Set problem
Edit the entries below so that every "examine the photo" becomes "study the image", leaving everything else unchanged. Omit the pictures from your answer.

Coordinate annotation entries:
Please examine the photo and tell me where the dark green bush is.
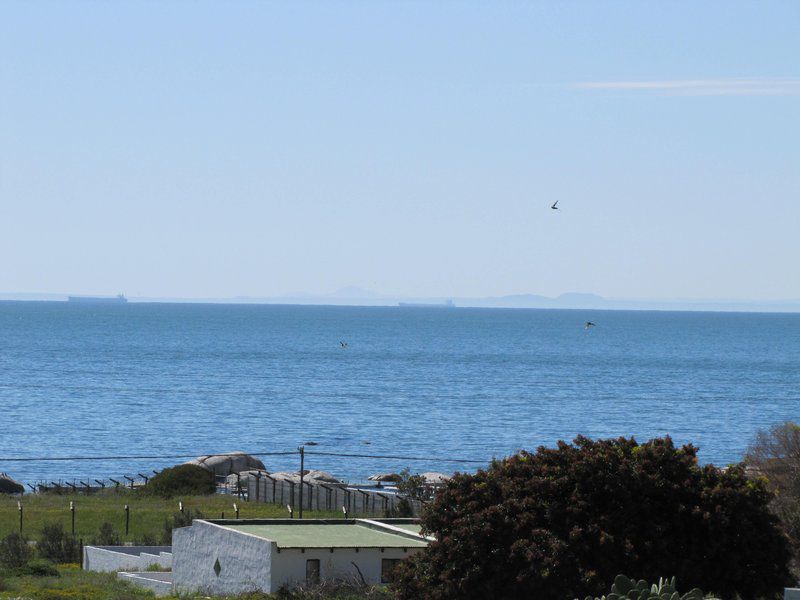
[92,521,120,546]
[13,558,59,577]
[0,533,33,569]
[394,437,791,600]
[36,523,80,563]
[141,465,216,498]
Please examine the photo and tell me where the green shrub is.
[586,575,714,600]
[0,533,33,569]
[133,533,157,546]
[36,523,80,564]
[394,437,792,600]
[140,465,217,498]
[14,558,59,577]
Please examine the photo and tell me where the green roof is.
[389,523,422,535]
[224,521,428,548]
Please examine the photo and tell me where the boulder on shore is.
[420,471,452,485]
[225,469,269,490]
[367,473,403,483]
[0,473,25,494]
[185,452,266,477]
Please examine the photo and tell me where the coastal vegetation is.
[744,423,800,575]
[394,437,792,600]
[0,488,342,543]
[139,464,216,498]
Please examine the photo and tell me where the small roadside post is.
[298,446,306,519]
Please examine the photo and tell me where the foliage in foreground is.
[744,423,800,573]
[394,437,791,600]
[140,465,216,498]
[586,575,713,600]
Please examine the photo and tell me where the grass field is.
[0,490,342,543]
[0,565,394,600]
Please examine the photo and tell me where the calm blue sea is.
[0,302,800,482]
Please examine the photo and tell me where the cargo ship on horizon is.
[67,294,128,304]
[398,300,456,308]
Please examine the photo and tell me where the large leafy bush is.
[142,465,216,498]
[395,437,790,600]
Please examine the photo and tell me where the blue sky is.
[0,0,800,299]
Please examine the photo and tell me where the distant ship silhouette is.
[398,300,456,308]
[67,294,128,304]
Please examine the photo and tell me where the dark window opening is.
[381,558,401,583]
[306,558,319,585]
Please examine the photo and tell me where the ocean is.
[0,302,800,483]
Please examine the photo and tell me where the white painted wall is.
[83,546,170,573]
[172,521,273,594]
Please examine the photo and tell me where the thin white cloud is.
[573,78,800,96]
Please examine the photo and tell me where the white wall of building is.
[172,521,273,594]
[83,546,171,573]
[265,548,420,591]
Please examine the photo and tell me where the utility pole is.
[298,446,306,519]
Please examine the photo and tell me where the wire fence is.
[0,447,488,516]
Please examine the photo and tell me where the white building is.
[172,519,429,594]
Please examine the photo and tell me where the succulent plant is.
[586,575,720,600]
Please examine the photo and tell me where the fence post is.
[298,446,306,519]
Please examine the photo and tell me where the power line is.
[0,450,487,465]
[0,450,299,462]
[306,450,487,465]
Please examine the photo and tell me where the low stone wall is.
[117,571,172,597]
[83,546,172,573]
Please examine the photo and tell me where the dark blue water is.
[0,302,800,481]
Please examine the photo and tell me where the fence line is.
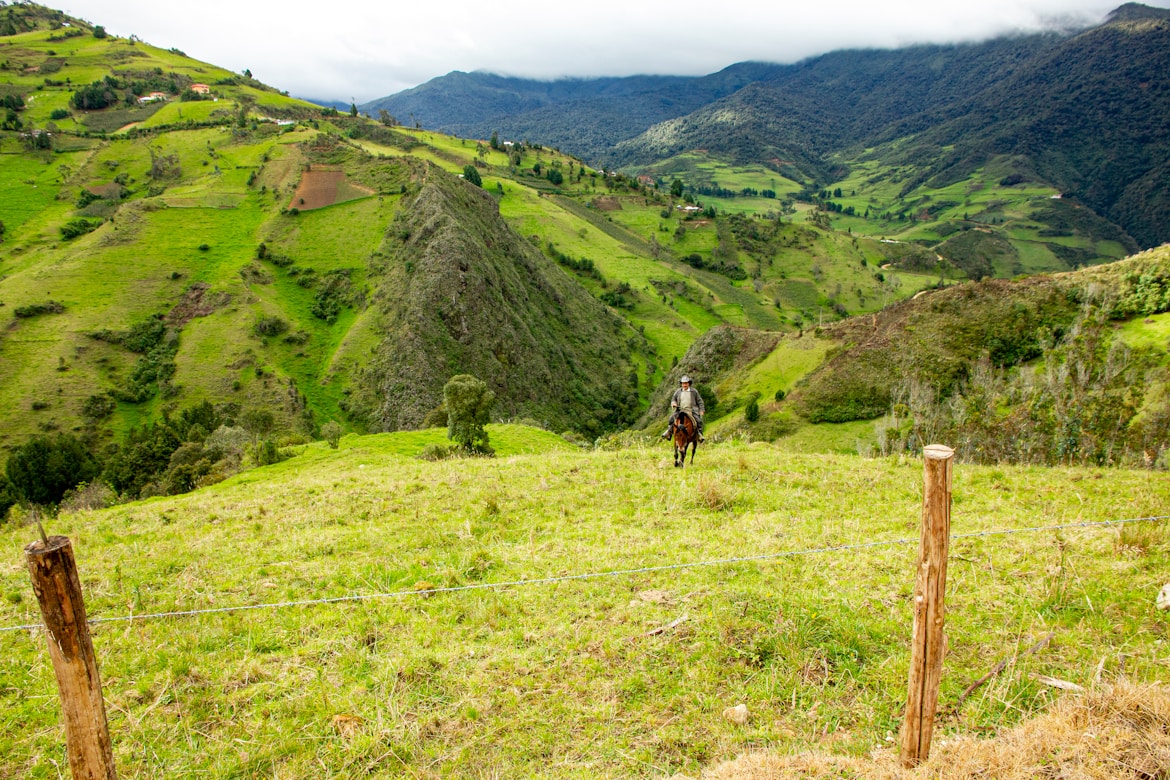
[0,515,1170,634]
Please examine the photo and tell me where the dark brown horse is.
[674,413,698,467]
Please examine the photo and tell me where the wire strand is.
[0,515,1170,633]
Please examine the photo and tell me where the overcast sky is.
[59,0,1170,103]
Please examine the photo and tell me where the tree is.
[442,374,496,455]
[5,434,98,504]
[240,408,276,443]
[321,420,342,449]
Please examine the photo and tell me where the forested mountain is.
[370,4,1170,246]
[359,62,782,158]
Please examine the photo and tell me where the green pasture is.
[0,442,1170,779]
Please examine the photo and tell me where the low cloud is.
[64,0,1146,103]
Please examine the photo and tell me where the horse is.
[674,412,698,468]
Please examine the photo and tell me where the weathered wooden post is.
[902,444,955,768]
[25,537,117,780]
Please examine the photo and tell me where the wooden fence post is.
[902,444,955,768]
[25,537,117,780]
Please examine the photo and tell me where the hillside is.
[639,247,1170,468]
[0,6,648,448]
[0,437,1170,778]
[359,63,776,160]
[371,4,1170,259]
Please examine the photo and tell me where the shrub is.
[5,433,98,504]
[442,374,496,455]
[321,420,342,449]
[252,317,289,337]
[81,393,118,421]
[61,216,102,241]
[253,439,285,465]
[419,444,459,461]
[12,301,66,319]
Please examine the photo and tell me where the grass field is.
[0,437,1170,778]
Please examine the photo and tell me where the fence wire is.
[0,515,1170,633]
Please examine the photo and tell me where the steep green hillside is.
[0,437,1170,779]
[359,62,777,159]
[0,6,650,448]
[664,248,1170,465]
[378,4,1170,256]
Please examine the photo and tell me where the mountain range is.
[362,4,1170,247]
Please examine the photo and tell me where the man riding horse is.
[662,374,707,441]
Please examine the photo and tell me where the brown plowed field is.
[289,165,374,212]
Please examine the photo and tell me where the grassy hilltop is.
[0,427,1170,778]
[0,4,1170,778]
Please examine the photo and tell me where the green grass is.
[0,442,1170,778]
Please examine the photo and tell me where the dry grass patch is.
[289,165,374,212]
[702,682,1170,780]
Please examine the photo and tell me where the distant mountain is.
[358,62,782,158]
[363,4,1170,247]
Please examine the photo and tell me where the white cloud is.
[63,0,1170,103]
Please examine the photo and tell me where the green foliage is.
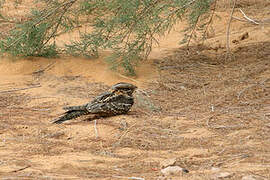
[0,0,215,75]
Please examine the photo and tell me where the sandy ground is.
[0,0,270,180]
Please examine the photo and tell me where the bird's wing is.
[86,94,134,114]
[89,92,112,104]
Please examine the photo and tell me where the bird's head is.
[111,82,137,96]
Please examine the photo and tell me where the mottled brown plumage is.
[53,82,137,124]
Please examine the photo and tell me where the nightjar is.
[53,82,137,124]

Written response
Please study the image and tell me where the dark green bush is.
[92,521,120,546]
[13,558,59,577]
[0,533,33,569]
[394,437,791,600]
[36,523,80,563]
[141,465,216,498]
Please study the image and tell me where the green shrub is.
[586,575,714,600]
[0,533,33,569]
[133,533,157,546]
[36,523,80,564]
[394,437,792,600]
[140,465,217,498]
[14,558,59,577]
Please study the image and tell me where the green roof is.
[389,523,422,535]
[224,521,428,548]
Please study the image and tell me where the boulder on shore is.
[420,471,452,485]
[225,469,269,490]
[367,473,403,483]
[0,473,25,494]
[185,452,266,477]
Please study the image and tell me where the coastal vegetation is.
[744,423,800,575]
[394,437,792,600]
[0,488,342,543]
[139,464,216,498]
Please study the image and tell me where the small roadside post is.
[298,446,306,519]
Please study the image and tell me where the foliage in foreground is.
[744,423,800,573]
[394,437,791,600]
[140,465,216,498]
[586,575,713,600]
Please study the image and tell me where the grass field is.
[0,490,342,543]
[0,565,394,600]
Please study the image and tell me where the calm blue sea is.
[0,302,800,482]
Please study the image and tell me where the cargo ship on horizon is.
[67,294,128,304]
[398,300,456,308]
Please study the image and tell me where the large leafy bush is.
[142,465,216,498]
[395,437,790,600]
Please study the image and tell me where the blue sky is.
[0,0,800,299]
Please study the image and tell me where the distant ship silhouette is.
[398,300,456,308]
[67,294,128,304]
Please study the image and tell me where the dark window opening is.
[381,558,401,583]
[306,558,319,585]
Please study the image and tell me where the ocean is.
[0,302,800,483]
Please study the image and tell me where the white painted wall is.
[83,546,170,573]
[172,521,273,594]
Please study the image and tell me where the thin white cloud is.
[573,78,800,96]
Please study the image and tell me where the white wall of building is.
[172,521,273,594]
[83,546,171,573]
[265,548,420,591]
Please study the image and tell me where the utility pole is.
[298,446,306,519]
Please study the image and tell me where the wire fence is.
[0,447,488,516]
Please study the image and tell me where the white building is.
[172,519,429,594]
Please study the image and tell me where the succulent plant is.
[586,575,720,600]
Please study the image and tell me where the fence post is.
[298,446,306,519]
Please study the image and tell me where the power line is.
[0,450,487,465]
[0,450,299,462]
[306,450,487,465]
Please study the image and tell me where the low stone wall is.
[117,571,172,597]
[83,546,172,573]
Please study the image and tell me where the dark blue water is.
[0,302,800,481]
Please study the image and tell me where the fence line is.
[0,515,1170,634]
Please study the image and tell me where the dark brown horse is.
[674,413,698,467]
Please study the image and tell me where the wire strand is.
[0,515,1170,633]
Please study the image and tell me where the overcast sky is.
[59,0,1170,103]
Please study the image and tell me where the tree is.
[442,374,496,455]
[5,434,98,504]
[240,408,276,443]
[321,420,342,449]
Please study the image and tell me where the forested mountain is.
[370,4,1170,246]
[359,62,782,158]
Please study the image and tell me where the green pasture is.
[0,442,1170,779]
Please study the image and tell me where the low cloud is.
[64,0,1146,103]
Please study the image and tell me where the horse is.
[674,412,698,468]
Please study the image and tell me where the weathered wooden post is.
[902,444,955,768]
[25,537,117,780]
Please study the image and tell me where the wooden fence post is.
[902,444,955,768]
[25,537,117,780]
Please study the image and tell me where the hillside is.
[639,247,1170,468]
[0,6,648,448]
[0,437,1170,778]
[359,63,776,160]
[371,4,1170,259]
Please study the image and tell me where the shrub is.
[5,433,98,504]
[442,374,496,455]
[321,420,342,449]
[252,317,289,337]
[81,393,118,421]
[61,216,102,241]
[253,439,285,465]
[419,444,459,461]
[12,301,66,319]
Please study the image and tell me where the grass field is.
[0,437,1170,778]
Please study the image and tell me where the fence wire is.
[0,515,1170,633]
Please study the image and tell me where the steep green hillside is.
[0,437,1170,779]
[359,62,777,159]
[0,6,650,448]
[664,248,1170,465]
[378,4,1170,256]
Please study the image and tell me where the mountain range is.
[362,4,1170,247]
Please study the image and tell me where the man riding horse is.
[662,374,707,441]
Please study the image and tell me where the brown plowed field is.
[289,165,374,212]
Please study the image and tell me where the grassy hilltop is.
[0,427,1170,778]
[0,4,1170,778]
Please study the image and tell me where the green grass is.
[0,442,1170,778]
Please study the image and tell me where the dry grass patch is.
[289,165,374,212]
[702,682,1170,780]
Please study the image and tell me where the distant mountain is.
[358,62,782,158]
[363,4,1170,247]
Please study the image and tell me where the white cloud is.
[63,0,1170,103]
Please study the image and tell me where the green foliage is.
[0,0,215,75]
Please study the image and tell me where the sandy ground is.
[0,0,270,180]
Please study the image and tell me where the bird's wing is.
[86,94,134,114]
[89,92,112,104]
Please study the image and tell me where the bird's head is.
[111,82,137,96]
Please study the image and tell me where the mottled brown plumage is.
[53,82,137,124]
Please study the image and tell me where the nightjar is.
[53,82,137,124]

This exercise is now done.